■ Problem requirements
Render every line of the listing below as a JSON list of strings, one string per line, with blank lines left out. Leave the pictures out of the answer.

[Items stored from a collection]
════

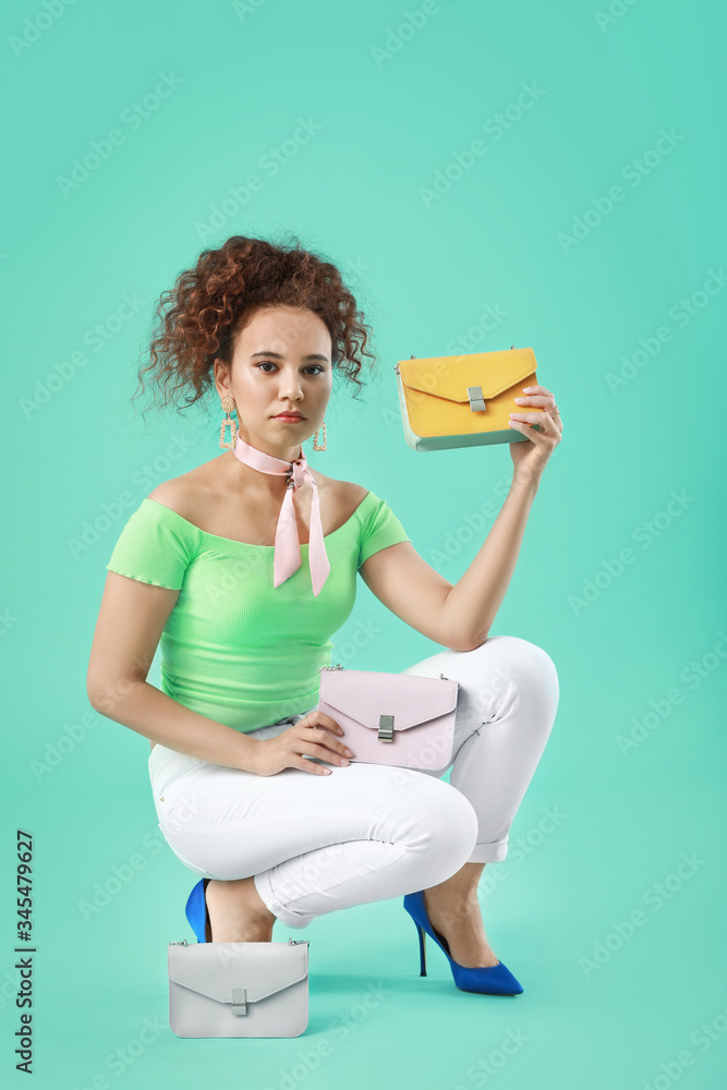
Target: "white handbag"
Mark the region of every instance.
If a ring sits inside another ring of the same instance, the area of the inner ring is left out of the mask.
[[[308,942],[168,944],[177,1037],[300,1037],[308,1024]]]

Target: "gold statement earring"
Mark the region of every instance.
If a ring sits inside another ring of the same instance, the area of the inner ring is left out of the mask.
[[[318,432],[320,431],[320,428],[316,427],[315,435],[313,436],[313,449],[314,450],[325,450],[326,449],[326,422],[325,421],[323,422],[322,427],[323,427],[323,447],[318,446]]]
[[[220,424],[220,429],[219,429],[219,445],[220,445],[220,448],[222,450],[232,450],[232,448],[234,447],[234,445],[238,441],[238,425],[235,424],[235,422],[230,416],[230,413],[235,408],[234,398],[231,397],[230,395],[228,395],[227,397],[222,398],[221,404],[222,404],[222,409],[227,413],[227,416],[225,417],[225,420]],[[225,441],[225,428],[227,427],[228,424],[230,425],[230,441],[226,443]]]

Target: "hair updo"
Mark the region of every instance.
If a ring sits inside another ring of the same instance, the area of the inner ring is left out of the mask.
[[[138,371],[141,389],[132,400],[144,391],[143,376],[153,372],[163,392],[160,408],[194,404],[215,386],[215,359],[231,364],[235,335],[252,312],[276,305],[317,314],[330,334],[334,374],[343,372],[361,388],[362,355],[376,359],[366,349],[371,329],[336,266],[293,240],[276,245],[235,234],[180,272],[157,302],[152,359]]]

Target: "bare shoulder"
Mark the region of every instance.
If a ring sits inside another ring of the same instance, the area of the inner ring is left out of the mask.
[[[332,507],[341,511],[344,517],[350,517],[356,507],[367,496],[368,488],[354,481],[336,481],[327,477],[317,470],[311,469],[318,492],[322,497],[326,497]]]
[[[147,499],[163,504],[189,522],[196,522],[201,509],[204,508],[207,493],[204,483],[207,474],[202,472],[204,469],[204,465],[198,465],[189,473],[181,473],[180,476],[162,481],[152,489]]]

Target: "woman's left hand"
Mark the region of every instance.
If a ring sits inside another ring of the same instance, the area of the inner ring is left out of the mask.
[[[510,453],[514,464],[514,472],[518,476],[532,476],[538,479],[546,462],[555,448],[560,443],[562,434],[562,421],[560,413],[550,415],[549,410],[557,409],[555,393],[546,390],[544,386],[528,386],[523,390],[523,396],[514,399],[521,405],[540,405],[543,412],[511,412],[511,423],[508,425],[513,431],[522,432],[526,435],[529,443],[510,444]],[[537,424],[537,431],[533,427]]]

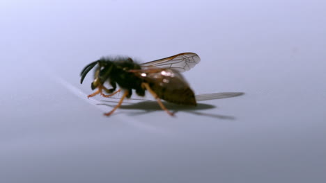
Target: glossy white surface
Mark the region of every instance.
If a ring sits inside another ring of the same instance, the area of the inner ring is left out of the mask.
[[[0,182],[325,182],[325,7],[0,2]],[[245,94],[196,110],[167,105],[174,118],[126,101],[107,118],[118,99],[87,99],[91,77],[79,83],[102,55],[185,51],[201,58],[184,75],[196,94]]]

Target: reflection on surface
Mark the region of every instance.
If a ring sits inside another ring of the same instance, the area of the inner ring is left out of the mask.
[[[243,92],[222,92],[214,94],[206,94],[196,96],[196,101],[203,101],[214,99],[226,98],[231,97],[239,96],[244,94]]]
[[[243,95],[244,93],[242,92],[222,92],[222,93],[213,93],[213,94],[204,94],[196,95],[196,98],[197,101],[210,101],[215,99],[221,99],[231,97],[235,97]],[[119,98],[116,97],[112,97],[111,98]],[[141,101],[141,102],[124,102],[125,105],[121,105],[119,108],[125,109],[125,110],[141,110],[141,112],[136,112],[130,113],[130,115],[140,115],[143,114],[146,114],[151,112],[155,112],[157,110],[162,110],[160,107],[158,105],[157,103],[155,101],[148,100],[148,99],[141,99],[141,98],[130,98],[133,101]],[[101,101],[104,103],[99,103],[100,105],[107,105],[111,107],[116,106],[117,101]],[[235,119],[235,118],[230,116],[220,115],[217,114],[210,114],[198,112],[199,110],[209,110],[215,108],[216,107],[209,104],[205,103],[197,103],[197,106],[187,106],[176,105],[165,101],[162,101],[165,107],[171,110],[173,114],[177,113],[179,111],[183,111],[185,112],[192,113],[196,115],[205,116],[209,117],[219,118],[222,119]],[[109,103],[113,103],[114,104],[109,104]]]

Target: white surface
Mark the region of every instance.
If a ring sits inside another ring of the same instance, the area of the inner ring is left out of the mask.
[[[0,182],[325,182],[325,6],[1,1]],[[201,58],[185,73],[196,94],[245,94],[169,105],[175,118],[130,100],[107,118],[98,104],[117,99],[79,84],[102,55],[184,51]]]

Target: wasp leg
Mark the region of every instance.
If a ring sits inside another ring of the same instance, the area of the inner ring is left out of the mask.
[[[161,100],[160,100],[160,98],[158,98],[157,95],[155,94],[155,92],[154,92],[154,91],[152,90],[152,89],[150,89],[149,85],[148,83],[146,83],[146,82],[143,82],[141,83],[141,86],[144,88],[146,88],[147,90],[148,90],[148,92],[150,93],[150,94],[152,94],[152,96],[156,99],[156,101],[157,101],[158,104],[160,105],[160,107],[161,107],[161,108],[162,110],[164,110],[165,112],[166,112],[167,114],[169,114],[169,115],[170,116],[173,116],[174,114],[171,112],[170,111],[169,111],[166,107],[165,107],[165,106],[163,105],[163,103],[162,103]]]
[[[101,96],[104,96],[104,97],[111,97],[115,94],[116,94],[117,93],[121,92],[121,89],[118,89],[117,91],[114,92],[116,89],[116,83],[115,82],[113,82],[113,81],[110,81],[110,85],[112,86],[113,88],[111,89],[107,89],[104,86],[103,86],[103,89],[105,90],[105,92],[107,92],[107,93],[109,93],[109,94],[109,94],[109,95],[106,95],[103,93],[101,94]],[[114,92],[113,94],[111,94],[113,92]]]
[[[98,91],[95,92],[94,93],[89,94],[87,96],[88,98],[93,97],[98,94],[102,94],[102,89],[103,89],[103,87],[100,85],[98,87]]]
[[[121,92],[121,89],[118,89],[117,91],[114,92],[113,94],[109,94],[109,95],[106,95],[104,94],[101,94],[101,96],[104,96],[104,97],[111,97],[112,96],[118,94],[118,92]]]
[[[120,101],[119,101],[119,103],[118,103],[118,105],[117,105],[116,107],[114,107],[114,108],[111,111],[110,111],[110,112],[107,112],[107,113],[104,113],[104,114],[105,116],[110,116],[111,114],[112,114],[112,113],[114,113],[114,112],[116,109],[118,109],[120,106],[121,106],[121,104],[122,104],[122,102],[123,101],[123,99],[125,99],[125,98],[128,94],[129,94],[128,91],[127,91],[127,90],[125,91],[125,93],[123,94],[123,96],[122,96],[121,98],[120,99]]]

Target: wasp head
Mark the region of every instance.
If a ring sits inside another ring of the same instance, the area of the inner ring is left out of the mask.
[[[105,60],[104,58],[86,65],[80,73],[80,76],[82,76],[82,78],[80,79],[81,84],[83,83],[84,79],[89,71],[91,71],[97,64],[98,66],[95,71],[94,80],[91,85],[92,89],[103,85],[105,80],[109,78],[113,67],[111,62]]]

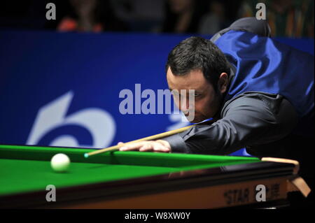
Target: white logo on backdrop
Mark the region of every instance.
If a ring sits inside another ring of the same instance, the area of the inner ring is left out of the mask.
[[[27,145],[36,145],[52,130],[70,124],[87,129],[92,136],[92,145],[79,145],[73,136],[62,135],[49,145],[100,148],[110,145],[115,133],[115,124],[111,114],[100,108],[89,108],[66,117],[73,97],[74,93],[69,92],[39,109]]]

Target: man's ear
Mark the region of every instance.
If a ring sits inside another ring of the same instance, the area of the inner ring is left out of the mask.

════

■ Response to the task
[
  "Target: \"white handbag\"",
  "Mark the region of every instance.",
  "If a ring sits inside another ring of the same instance, the area of the inner ring is left out of the mask.",
  "[[[308,942],[168,944],[177,1037],[300,1037],[308,1024]]]",
  "Target: \"gold statement earring\"",
  "Mark the region of every instance.",
  "If a ring sits inside another ring of the same instance, the area of the inner ring is left out of the mask.",
  "[[[318,432],[320,431],[320,428],[316,427],[315,435],[313,436],[313,449],[314,450],[325,450],[326,449],[326,422],[325,421],[323,422],[322,427],[323,427],[323,447],[318,446]]]",
  "[[[220,424],[220,429],[219,429],[219,445],[220,445],[220,448],[222,450],[232,450],[232,448],[234,447],[234,445],[238,441],[238,425],[235,424],[235,422],[230,416],[230,413],[235,408],[234,398],[231,397],[230,395],[228,395],[227,397],[222,398],[221,404],[222,404],[222,409],[227,413],[227,416],[225,417],[225,420]],[[225,441],[225,428],[227,427],[228,424],[230,425],[230,441],[226,443]]]",
  "Target: \"hair updo\"",
  "Mark the region of every instance.",
  "If a ring sits inside another ring of the same instance, the area of the inner ring is left out of the mask.",
  "[[[138,371],[141,389],[132,400],[144,391],[143,376],[153,372],[163,392],[160,408],[194,404],[215,386],[215,359],[231,364],[235,335],[252,312],[276,305],[317,314],[330,334],[334,374],[343,372],[361,388],[362,355],[376,359],[366,349],[371,329],[336,266],[293,240],[276,245],[235,234],[180,272],[157,302],[152,359]]]",
  "Target: \"bare shoulder\"",
  "Mark the region of every instance.",
  "If a ring sits inside another ring of the same instance, the area of the inner ring is left out of the mask.",
  "[[[332,507],[341,511],[344,517],[350,517],[356,507],[367,496],[368,488],[354,481],[336,481],[327,477],[317,470],[311,469],[318,492],[322,497],[326,497]]]",
  "[[[147,499],[163,504],[189,522],[196,522],[201,509],[204,508],[207,493],[204,483],[207,474],[202,472],[204,469],[204,465],[198,465],[189,473],[181,473],[180,476],[162,481],[152,489]]]",
  "Target: \"woman's left hand\"",
  "Mark the region of every instance.",
  "If a ring sits inside another ring of the same instance, the area of the inner ring is left out of the mask.",
  "[[[510,453],[514,464],[514,472],[518,476],[532,476],[538,479],[546,462],[555,448],[560,443],[562,434],[562,421],[560,413],[550,415],[549,410],[557,409],[555,393],[546,390],[544,386],[528,386],[523,390],[523,396],[514,399],[521,405],[540,405],[543,412],[511,412],[511,423],[508,425],[513,431],[522,432],[526,435],[529,443],[510,444]],[[537,424],[537,431],[533,427]]]",
  "Target: glossy white surface",
  "Mark the region of every instance.",
  "If a ring sits inside another ring of the same instance, the area of the inner ring is left out of the mask.",
  "[[[0,182],[325,182],[325,7],[0,2]],[[245,94],[196,110],[167,105],[174,118],[126,101],[107,118],[118,99],[87,99],[91,77],[79,83],[102,55],[185,51],[201,58],[184,75],[196,94]]]",
  "Target: reflection on surface",
  "Mark the region of every instance.",
  "If a ring sits inside another ring of the same instance, the area of the inner ring is left out of the mask.",
  "[[[243,92],[222,92],[214,94],[206,94],[196,96],[196,101],[203,101],[214,99],[226,98],[231,97],[239,96],[244,94]]]",
  "[[[243,95],[244,93],[242,92],[222,92],[222,93],[213,93],[213,94],[204,94],[196,95],[196,98],[197,101],[210,101],[215,99],[221,99],[231,97],[235,97]],[[119,98],[116,97],[112,97],[111,98]],[[141,101],[141,102],[124,102],[125,105],[121,105],[119,108],[125,109],[125,110],[141,110],[141,112],[136,112],[130,113],[130,115],[140,115],[143,114],[146,114],[151,112],[155,112],[157,110],[162,110],[160,107],[158,105],[157,103],[155,101],[148,100],[148,99],[141,99],[141,98],[130,98],[133,101]],[[101,101],[104,103],[99,103],[100,105],[107,105],[111,107],[116,106],[117,101]],[[235,119],[235,118],[230,116],[220,115],[217,114],[210,114],[198,112],[199,110],[209,110],[215,108],[216,107],[209,104],[205,103],[197,103],[197,106],[187,106],[176,105],[165,101],[162,101],[165,107],[171,110],[173,114],[177,113],[179,111],[183,111],[185,112],[192,113],[196,115],[205,116],[209,117],[219,118],[222,119]],[[109,103],[113,103],[114,104],[109,104]]]",
  "Target: white surface",
  "Mark the region of every instance.",
  "If a ring sits inside another ring of the same instance, the area of the inner ring is left out of the mask.",
  "[[[0,182],[325,182],[325,6],[1,1]],[[201,58],[185,73],[196,94],[245,94],[169,105],[175,118],[130,100],[107,118],[98,104],[117,99],[79,84],[102,55],[184,51]]]",
  "Target: wasp leg",
  "Mark the region of every instance.",
  "If a ring sits inside another ring of the same instance, the area of the inner ring is left out of the mask.",
  "[[[161,100],[160,100],[160,98],[158,98],[157,95],[155,94],[155,92],[154,92],[154,91],[152,90],[152,89],[150,89],[149,85],[148,83],[146,83],[146,82],[143,82],[141,83],[141,86],[144,88],[146,88],[147,90],[148,90],[148,92],[150,93],[150,94],[152,94],[152,96],[156,99],[156,101],[157,101],[158,104],[160,105],[160,107],[161,107],[161,108],[162,110],[164,110],[165,112],[166,112],[167,114],[169,114],[169,115],[170,116],[173,116],[174,114],[171,112],[170,111],[169,111],[166,107],[165,107],[165,106],[163,105],[163,103],[162,103]]]",
  "[[[101,96],[104,96],[104,97],[111,97],[115,94],[116,94],[117,93],[121,92],[121,89],[118,89],[117,91],[114,92],[116,89],[116,83],[115,82],[113,82],[113,81],[110,81],[110,85],[112,86],[113,88],[111,89],[107,89],[104,86],[103,86],[103,89],[105,90],[105,92],[107,92],[107,93],[109,93],[109,94],[109,94],[109,95],[106,95],[103,93],[101,94]],[[114,92],[113,94],[111,94],[113,92]]]",
  "[[[98,91],[95,92],[94,93],[89,94],[87,96],[88,98],[93,97],[98,94],[102,94],[102,89],[103,89],[103,87],[100,85],[98,87]]]",
  "[[[121,92],[121,89],[118,89],[117,91],[114,92],[113,94],[109,94],[109,95],[106,95],[104,94],[101,94],[101,96],[104,96],[104,97],[111,97],[112,96],[118,94],[118,92]]]",
  "[[[120,101],[119,101],[119,103],[118,103],[118,105],[117,105],[116,107],[114,107],[114,108],[111,111],[110,111],[110,112],[107,112],[107,113],[104,113],[104,114],[105,116],[110,116],[111,114],[112,114],[112,113],[114,113],[114,112],[116,109],[118,109],[120,106],[121,106],[121,104],[122,104],[122,102],[123,101],[123,99],[125,99],[125,98],[128,94],[129,94],[128,91],[127,91],[127,90],[125,91],[125,93],[123,94],[123,96],[122,96],[121,98],[120,99]]]",
  "Target: wasp head",
  "Mark the region of every instance.",
  "If a ring sits inside another ring of the same instance, the area of the inner ring is left out of the mask.",
  "[[[105,60],[104,58],[86,65],[80,73],[80,76],[82,76],[82,78],[80,79],[81,84],[83,83],[84,79],[89,71],[91,71],[97,64],[98,66],[95,71],[94,80],[91,85],[92,89],[103,85],[105,80],[109,78],[113,67],[111,62]]]",
  "Target: white logo on backdrop",
  "Mark the region of every instance.",
  "If a ring sits inside another ring of the same instance, the area of the inner ring is left out of the mask.",
  "[[[27,145],[36,145],[52,130],[70,124],[87,129],[92,136],[92,145],[79,145],[73,136],[62,135],[49,145],[100,148],[110,145],[115,133],[115,124],[111,114],[100,108],[89,108],[66,117],[73,97],[74,93],[69,92],[39,109]]]",
  "Target: man's ear",
  "Mark the region of every instance.",
  "If a ring sits inside another ring of the same instance, the area of the inner ring is left out of the mask."
]